> **The task**:
Identify every line in the records below that contains the word "wearing" and copy each such line. Case counts.

>> START Data listing

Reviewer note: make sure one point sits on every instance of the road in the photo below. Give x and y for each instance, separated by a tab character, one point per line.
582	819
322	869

>> END Data listing
>> START Data listing

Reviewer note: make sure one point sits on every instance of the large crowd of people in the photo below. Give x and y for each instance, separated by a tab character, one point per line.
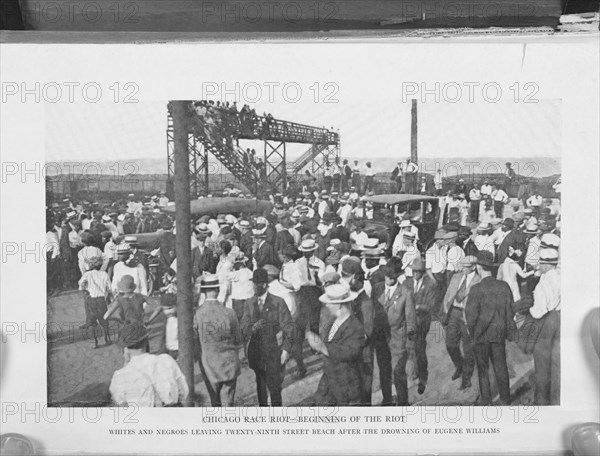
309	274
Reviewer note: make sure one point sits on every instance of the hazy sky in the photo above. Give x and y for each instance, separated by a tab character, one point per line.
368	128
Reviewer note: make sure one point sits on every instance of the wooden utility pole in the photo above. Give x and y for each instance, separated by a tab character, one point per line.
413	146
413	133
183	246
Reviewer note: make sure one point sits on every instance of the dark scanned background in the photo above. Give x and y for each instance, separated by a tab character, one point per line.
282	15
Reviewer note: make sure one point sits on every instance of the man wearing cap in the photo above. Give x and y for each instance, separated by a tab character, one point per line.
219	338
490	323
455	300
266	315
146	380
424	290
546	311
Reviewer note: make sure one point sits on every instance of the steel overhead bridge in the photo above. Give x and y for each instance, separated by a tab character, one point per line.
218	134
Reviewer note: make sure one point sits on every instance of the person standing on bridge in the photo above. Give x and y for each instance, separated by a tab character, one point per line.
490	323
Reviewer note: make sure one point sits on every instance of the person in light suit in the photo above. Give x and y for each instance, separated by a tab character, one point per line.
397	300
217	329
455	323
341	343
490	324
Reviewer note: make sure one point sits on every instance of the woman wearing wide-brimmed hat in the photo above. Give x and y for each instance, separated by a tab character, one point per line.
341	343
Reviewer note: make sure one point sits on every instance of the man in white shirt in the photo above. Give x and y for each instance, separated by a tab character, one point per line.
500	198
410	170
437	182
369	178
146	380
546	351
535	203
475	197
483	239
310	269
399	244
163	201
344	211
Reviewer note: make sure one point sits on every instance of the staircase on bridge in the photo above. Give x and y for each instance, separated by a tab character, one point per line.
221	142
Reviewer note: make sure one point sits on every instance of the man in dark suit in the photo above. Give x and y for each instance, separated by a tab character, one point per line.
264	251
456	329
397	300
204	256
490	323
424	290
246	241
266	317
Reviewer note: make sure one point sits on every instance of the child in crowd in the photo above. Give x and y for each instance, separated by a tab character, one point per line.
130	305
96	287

>> END Data listing
>> START Data listing

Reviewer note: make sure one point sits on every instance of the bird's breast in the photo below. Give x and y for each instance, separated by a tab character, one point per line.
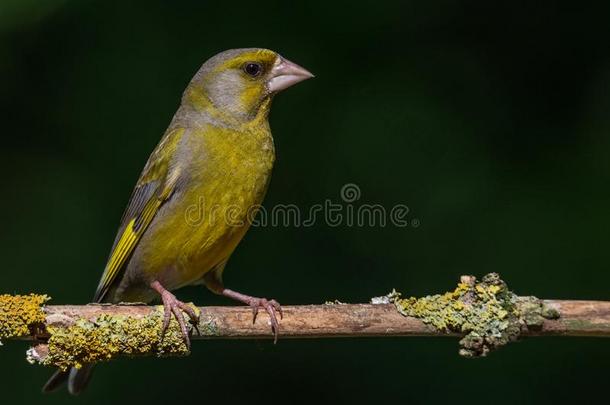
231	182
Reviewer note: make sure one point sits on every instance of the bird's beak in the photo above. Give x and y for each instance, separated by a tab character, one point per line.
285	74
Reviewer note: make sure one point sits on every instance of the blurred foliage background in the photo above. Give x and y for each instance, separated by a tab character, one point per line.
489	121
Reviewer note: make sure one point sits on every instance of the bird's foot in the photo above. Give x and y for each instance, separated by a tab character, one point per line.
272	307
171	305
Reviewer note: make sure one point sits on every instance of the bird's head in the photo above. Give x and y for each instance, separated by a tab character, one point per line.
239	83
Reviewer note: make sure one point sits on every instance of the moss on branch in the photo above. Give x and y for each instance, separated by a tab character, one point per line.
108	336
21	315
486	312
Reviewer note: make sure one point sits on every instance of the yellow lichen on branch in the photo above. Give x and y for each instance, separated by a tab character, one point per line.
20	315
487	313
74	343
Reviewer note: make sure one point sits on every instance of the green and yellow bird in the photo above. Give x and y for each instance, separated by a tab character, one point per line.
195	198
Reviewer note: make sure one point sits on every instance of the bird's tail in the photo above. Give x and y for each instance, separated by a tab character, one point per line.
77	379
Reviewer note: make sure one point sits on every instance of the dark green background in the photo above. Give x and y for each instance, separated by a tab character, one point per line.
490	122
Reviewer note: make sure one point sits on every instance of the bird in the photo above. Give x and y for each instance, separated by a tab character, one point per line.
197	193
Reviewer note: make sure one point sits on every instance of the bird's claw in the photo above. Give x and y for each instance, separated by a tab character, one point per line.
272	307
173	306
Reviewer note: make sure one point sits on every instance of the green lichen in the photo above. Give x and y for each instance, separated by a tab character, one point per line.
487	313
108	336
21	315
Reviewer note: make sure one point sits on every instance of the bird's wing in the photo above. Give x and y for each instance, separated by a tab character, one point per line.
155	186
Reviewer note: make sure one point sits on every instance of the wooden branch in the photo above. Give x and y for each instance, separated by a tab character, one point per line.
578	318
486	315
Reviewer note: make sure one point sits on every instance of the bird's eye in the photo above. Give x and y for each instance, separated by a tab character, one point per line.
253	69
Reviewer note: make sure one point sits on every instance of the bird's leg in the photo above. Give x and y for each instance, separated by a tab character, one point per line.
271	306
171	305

>> END Data listing

> **Final result**:
Reviewer note: make sure one point sits on every instance of the man wearing cap in the photo above. Give x and y for each instance, separated by a tab character, one point per line.
Reviewer note: make sure one point sits on every instance of the woman wearing wide-brimmed hat in the photo above. Give x and y for each instance, separated by a tab character, one point per line.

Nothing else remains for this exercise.